◆ **To do**:
Your answer should hold the data exactly as given, minus any picture.

◆ **Input for this task**:
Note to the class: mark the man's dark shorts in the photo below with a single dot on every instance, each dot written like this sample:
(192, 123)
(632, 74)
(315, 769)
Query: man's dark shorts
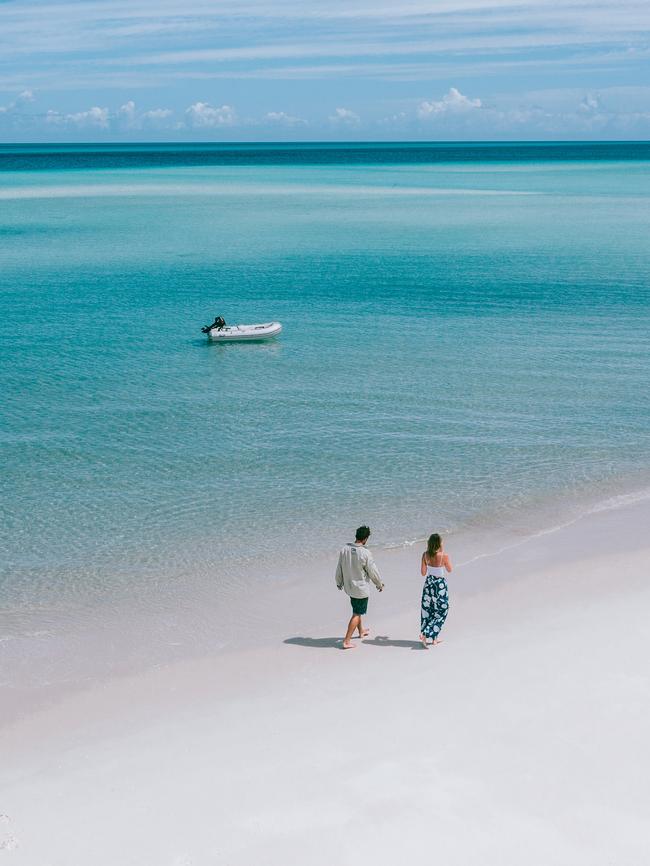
(359, 605)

◆ **Result for this exercise**:
Note to the class: mark the man's dark shorts in the photo below with a single dot on every instance, each dot written like this sample:
(192, 123)
(632, 74)
(315, 769)
Query: man's dark shorts
(359, 605)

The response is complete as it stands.